Progressive supranuclear palsy (PSP) is a rare and progressive condition where increasing numbers of brain cells become damaged over time. This is known as neurodegeneration.
The causes of PSP are unknown, but current research suggests that it's caused by a combination of environmental and genetic factors.
Most cases of PSP first develop in people who are 60-65 years of age, although the condition has been diagnosed in people as young as 40.
As PSP is a progressive condition, the initial symptoms will become more severe over time, and new symptoms can develop.
The rate at which the symptoms progress can vary widely from person to person but early symptoms can include:
progressive problems with balance and mobility
changes in behaviour, such as irritability or apathy (lack of interest)
an inability to control eye and eyelid movement, including focusing on specific objects or looking down at something (dystonia)
Later symptoms can include:
increasing difficulty speaking and swallowing (dysphagia)
becoming increasingly forgetful or having difficulty concentrating
There's no single test for diagnosing PSP. Instead, the diagnosis is based on the type and pattern of your symptoms. Other conditions that can cause similar symptoms, such as Parkinson's disease, will also be ruled out.
The diagnosis must be made or confirmed by a consultant with expertise in PSP (this will usually be a neurologist).
If you have symptoms that suggest there's something wrong with your brain, it's likely you'll be referred for a brain imaging scan.
There's currently no cure for PSP but research into the condition is continuing.
Treatment focuses on relieving the symptoms while trying to ensure that someone with PSP has the best possible quality of life.

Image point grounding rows
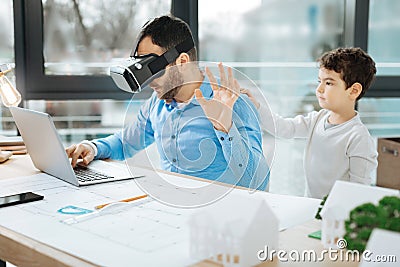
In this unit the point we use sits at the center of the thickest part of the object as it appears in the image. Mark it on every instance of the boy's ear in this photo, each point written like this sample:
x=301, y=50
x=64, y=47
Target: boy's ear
x=355, y=90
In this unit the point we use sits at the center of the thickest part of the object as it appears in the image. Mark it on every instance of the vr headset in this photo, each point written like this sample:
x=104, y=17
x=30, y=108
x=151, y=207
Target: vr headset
x=135, y=72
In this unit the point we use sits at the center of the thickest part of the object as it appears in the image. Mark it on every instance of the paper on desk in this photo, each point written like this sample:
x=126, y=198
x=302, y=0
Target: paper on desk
x=129, y=235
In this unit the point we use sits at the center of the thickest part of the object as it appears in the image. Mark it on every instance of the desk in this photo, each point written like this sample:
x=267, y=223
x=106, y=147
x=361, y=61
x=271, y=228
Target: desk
x=22, y=250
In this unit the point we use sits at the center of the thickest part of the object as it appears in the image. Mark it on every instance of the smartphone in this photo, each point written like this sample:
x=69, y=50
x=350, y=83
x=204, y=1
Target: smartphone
x=19, y=198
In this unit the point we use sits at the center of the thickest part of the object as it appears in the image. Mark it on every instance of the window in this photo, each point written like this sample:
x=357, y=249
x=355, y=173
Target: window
x=68, y=45
x=384, y=35
x=84, y=37
x=275, y=43
x=6, y=56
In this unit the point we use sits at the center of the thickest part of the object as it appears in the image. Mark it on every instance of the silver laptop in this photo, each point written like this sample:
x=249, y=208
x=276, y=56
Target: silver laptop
x=48, y=153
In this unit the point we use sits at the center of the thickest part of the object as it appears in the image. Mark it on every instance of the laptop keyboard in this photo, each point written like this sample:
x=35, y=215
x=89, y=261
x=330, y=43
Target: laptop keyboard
x=85, y=174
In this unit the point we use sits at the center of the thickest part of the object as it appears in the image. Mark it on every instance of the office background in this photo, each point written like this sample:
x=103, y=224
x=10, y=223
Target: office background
x=62, y=50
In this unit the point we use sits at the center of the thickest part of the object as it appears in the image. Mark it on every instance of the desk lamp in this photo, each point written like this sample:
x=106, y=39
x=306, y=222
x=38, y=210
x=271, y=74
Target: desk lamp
x=9, y=96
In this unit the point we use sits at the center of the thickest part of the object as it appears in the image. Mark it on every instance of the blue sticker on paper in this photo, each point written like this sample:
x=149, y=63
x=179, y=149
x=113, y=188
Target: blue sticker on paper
x=73, y=210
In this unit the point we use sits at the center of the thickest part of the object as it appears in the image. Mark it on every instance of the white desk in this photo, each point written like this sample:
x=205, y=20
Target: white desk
x=27, y=250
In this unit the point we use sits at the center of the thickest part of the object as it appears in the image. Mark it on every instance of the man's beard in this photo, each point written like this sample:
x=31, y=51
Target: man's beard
x=173, y=83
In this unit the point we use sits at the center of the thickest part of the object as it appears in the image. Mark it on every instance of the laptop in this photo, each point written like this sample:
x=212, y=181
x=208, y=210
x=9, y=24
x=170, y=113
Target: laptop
x=47, y=152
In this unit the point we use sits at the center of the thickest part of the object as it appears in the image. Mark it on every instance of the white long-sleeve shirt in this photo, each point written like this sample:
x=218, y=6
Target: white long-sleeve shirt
x=342, y=152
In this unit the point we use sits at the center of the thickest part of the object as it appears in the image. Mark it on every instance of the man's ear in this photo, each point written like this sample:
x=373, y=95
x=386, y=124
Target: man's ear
x=355, y=90
x=182, y=59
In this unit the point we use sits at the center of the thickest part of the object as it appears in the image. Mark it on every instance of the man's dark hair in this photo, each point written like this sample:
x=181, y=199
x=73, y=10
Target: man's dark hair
x=353, y=64
x=167, y=32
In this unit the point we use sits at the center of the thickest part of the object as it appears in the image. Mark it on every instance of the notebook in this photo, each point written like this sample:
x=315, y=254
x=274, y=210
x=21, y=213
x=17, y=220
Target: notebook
x=47, y=152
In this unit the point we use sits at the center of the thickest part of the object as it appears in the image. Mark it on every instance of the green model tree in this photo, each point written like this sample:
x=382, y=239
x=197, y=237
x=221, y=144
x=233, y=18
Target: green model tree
x=364, y=218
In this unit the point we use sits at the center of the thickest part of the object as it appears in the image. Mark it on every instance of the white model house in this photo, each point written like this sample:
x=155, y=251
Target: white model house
x=344, y=197
x=231, y=232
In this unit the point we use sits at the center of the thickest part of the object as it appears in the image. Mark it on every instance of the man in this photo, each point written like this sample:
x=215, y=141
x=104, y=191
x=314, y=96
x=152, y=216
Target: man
x=214, y=135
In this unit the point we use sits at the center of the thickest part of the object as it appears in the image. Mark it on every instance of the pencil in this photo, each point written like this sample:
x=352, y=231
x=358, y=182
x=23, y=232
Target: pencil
x=123, y=200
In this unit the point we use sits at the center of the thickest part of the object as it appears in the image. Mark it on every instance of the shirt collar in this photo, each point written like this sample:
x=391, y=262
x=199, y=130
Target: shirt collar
x=206, y=89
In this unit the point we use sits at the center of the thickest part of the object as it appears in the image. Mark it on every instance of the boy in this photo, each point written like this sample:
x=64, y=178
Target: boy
x=339, y=146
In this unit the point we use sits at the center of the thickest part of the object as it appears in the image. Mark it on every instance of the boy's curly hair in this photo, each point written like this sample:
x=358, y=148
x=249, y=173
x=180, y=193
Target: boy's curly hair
x=353, y=64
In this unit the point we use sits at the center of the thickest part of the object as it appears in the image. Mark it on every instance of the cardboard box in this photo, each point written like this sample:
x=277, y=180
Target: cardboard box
x=388, y=173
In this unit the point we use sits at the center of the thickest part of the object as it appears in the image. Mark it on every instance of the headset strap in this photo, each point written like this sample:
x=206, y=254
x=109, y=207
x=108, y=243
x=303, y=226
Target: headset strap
x=168, y=57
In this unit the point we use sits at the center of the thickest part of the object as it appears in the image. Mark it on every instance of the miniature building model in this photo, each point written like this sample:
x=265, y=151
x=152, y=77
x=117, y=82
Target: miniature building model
x=232, y=234
x=344, y=197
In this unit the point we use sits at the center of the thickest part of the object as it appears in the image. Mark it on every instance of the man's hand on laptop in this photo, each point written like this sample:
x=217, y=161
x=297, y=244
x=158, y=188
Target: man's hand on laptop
x=83, y=150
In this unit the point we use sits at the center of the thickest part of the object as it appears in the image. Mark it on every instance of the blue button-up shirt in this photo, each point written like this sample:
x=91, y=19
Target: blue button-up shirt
x=188, y=143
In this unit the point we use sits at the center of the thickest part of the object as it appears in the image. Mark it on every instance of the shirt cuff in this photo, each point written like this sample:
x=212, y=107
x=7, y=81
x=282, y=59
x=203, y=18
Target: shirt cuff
x=92, y=145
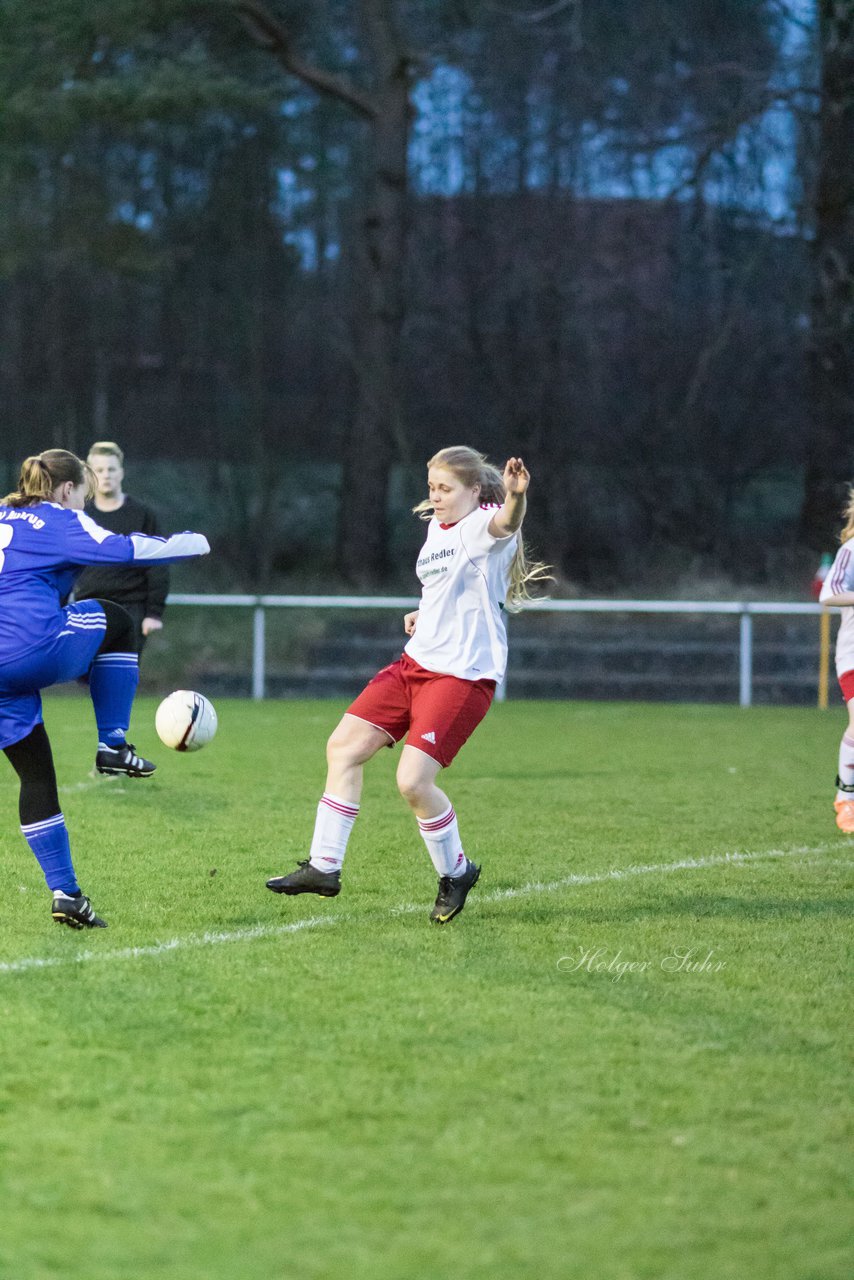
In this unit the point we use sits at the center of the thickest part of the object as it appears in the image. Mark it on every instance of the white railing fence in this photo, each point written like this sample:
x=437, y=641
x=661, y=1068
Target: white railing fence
x=259, y=604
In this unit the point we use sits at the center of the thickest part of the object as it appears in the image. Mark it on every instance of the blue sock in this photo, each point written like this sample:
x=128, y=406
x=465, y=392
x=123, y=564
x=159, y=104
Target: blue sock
x=113, y=681
x=49, y=842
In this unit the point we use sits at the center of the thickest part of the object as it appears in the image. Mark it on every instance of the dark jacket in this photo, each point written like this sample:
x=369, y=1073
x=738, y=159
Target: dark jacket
x=132, y=584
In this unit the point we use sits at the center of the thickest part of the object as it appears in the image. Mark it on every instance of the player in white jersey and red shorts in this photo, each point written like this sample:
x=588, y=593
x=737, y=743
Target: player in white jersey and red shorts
x=837, y=589
x=471, y=567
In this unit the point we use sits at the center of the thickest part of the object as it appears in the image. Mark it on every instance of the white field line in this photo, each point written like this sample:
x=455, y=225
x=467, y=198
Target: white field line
x=269, y=931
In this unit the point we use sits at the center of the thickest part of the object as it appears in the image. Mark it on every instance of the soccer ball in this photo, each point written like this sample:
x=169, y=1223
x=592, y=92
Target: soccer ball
x=185, y=721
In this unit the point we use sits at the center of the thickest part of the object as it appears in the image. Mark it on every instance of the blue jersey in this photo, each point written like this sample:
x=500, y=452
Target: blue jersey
x=44, y=548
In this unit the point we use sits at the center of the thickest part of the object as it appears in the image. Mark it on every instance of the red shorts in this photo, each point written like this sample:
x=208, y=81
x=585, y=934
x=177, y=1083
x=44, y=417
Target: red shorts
x=439, y=712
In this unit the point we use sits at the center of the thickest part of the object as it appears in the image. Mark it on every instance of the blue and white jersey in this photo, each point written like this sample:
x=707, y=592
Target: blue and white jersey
x=44, y=548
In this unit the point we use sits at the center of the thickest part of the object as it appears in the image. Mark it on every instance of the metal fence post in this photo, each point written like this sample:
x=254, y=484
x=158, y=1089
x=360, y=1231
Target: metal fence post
x=259, y=653
x=745, y=659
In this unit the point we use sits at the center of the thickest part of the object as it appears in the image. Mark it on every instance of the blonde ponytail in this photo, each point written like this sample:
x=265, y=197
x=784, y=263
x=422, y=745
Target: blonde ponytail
x=848, y=531
x=41, y=474
x=474, y=469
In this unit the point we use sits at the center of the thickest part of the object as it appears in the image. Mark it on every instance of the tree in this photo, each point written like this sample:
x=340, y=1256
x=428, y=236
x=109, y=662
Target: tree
x=830, y=457
x=374, y=433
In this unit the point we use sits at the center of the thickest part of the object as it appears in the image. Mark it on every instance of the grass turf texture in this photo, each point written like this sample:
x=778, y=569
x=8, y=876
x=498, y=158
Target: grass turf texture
x=374, y=1096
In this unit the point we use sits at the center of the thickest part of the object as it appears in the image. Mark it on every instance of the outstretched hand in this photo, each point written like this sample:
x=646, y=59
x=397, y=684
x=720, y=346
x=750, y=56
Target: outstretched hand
x=516, y=476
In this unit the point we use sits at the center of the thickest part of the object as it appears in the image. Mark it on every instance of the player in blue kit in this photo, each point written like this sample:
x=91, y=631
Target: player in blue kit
x=45, y=540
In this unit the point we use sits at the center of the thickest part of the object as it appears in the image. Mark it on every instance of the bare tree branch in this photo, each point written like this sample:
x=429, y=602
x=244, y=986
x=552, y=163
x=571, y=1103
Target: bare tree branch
x=268, y=32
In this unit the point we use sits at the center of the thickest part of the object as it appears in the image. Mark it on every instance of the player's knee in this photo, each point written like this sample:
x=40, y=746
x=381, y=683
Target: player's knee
x=120, y=630
x=411, y=784
x=345, y=746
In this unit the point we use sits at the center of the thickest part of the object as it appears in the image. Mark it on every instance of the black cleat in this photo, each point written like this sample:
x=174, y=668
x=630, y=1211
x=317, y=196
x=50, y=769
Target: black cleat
x=123, y=759
x=307, y=880
x=453, y=892
x=76, y=912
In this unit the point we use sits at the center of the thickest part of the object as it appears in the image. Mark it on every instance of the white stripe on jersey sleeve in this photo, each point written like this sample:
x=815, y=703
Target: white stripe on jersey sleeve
x=177, y=547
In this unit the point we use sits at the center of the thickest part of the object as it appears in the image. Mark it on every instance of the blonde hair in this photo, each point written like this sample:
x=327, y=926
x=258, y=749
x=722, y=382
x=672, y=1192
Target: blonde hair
x=474, y=469
x=106, y=448
x=41, y=474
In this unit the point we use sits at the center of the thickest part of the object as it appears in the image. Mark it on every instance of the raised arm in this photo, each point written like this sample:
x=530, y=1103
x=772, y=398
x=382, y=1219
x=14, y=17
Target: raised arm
x=508, y=517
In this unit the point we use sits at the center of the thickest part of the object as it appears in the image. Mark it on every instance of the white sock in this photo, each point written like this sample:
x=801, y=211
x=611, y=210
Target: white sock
x=846, y=766
x=442, y=837
x=332, y=830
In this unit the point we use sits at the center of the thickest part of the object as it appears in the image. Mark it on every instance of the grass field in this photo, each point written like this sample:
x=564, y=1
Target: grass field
x=232, y=1084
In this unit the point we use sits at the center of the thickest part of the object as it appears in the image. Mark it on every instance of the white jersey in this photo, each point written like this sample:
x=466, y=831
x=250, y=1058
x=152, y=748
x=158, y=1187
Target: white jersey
x=464, y=574
x=840, y=577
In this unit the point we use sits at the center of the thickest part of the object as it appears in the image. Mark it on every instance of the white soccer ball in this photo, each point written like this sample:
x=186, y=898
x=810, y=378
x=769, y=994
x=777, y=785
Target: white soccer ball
x=185, y=721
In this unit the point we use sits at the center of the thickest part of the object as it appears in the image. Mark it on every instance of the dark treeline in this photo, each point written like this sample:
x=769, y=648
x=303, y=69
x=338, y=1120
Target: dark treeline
x=615, y=238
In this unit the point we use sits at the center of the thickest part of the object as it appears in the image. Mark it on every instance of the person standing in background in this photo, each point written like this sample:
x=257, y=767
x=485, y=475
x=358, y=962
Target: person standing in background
x=837, y=590
x=142, y=592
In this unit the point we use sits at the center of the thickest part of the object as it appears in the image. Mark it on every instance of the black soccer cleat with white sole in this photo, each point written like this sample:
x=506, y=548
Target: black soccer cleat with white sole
x=76, y=912
x=123, y=759
x=453, y=892
x=306, y=880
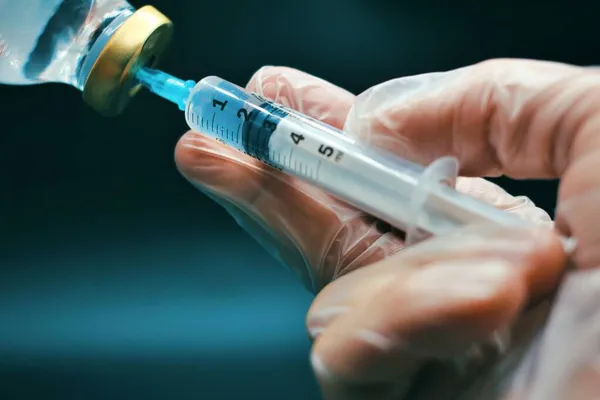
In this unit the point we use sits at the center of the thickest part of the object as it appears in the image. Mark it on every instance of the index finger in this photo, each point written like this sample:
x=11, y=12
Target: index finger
x=519, y=118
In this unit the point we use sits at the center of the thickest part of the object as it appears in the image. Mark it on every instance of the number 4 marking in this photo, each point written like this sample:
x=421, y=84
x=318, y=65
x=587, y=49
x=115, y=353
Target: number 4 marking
x=297, y=138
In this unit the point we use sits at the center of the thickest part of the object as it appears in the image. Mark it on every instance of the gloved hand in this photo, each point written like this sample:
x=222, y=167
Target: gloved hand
x=315, y=235
x=378, y=327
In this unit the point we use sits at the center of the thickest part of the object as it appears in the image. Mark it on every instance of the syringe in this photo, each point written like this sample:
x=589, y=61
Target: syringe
x=420, y=201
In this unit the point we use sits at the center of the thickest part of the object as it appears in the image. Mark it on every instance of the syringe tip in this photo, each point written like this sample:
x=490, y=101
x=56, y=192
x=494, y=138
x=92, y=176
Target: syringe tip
x=166, y=86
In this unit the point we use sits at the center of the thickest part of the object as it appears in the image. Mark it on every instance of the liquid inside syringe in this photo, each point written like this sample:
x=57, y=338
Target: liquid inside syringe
x=410, y=197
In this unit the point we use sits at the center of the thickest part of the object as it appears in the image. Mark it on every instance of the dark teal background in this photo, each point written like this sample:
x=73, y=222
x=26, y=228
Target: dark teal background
x=118, y=280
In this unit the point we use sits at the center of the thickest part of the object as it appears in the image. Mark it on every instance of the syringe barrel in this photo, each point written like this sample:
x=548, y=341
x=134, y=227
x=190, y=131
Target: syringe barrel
x=406, y=195
x=305, y=148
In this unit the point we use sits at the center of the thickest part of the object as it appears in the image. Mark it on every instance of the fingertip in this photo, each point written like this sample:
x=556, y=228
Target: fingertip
x=212, y=165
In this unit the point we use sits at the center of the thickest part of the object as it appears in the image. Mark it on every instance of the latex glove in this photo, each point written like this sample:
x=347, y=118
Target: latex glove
x=524, y=119
x=318, y=237
x=322, y=239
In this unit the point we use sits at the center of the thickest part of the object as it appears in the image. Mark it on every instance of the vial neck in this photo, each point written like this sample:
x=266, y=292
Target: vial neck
x=106, y=26
x=73, y=65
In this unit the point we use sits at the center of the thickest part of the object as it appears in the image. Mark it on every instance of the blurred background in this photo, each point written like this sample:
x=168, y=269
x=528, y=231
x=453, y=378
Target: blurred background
x=118, y=280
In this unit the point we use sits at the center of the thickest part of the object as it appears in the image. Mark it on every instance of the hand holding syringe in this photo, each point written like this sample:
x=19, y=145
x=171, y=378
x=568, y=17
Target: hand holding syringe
x=417, y=200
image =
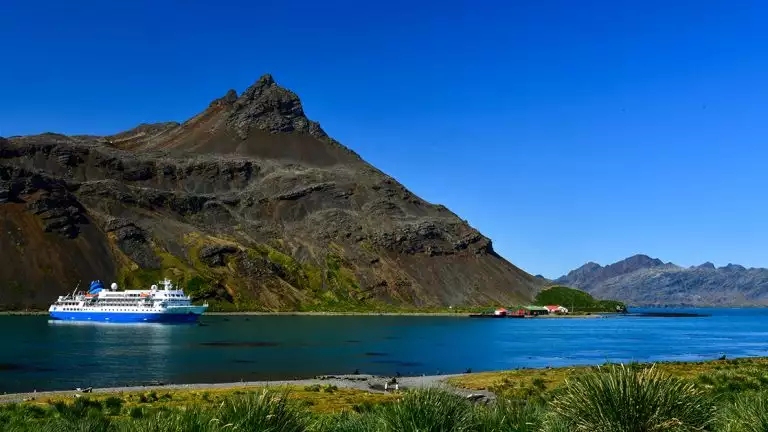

BRIEF A
According to the PSP page, at what age do most cases of the condition first develop?
BRIEF B
Write the text that follows the last sentence of the PSP page.

EXERCISE RESPONSE A
Most cases first develop in people who are 60-65 years of age.

EXERCISE RESPONSE B
As someone with PSP can be affected in many different ways, treatment and care is provided by a team of health and social care professionals working together. Specific symptoms of PSP might be treated with:
medication - to improve balance, stiffness and other symptoms
botulinum injections or special glasses - to help with eye problems
feeding tubes - to help manage dysphagia and avoid malnutritionor dehydration
Complications of PSP
PSP isn't life-threatening itself, but it can lead to serious complications.
Difficulty swallowing (dysphagia) is one of the common complications of PSP and can cause choking or inhaling food or liquid into the airways (aspiration). Aspiration can develop into pneumonia.
Mobility problems can also make someone with PSP vulnerable to falls, which can lead to head injuries and fractures in severe cases.
Good care and assistance can help people with PSP to be more independent and enjoy a better quality of life.
How common is PSP?
Progressive supranuclear palsy (PSP) is a rare condition. The PSP Association estimates that there are around 4,000 people with PSP living in the UK at any one time.
However, it's thought that this figure could be much higher (up to 10,000) because many cases may be misdiagnosed as Parkinson’s disease.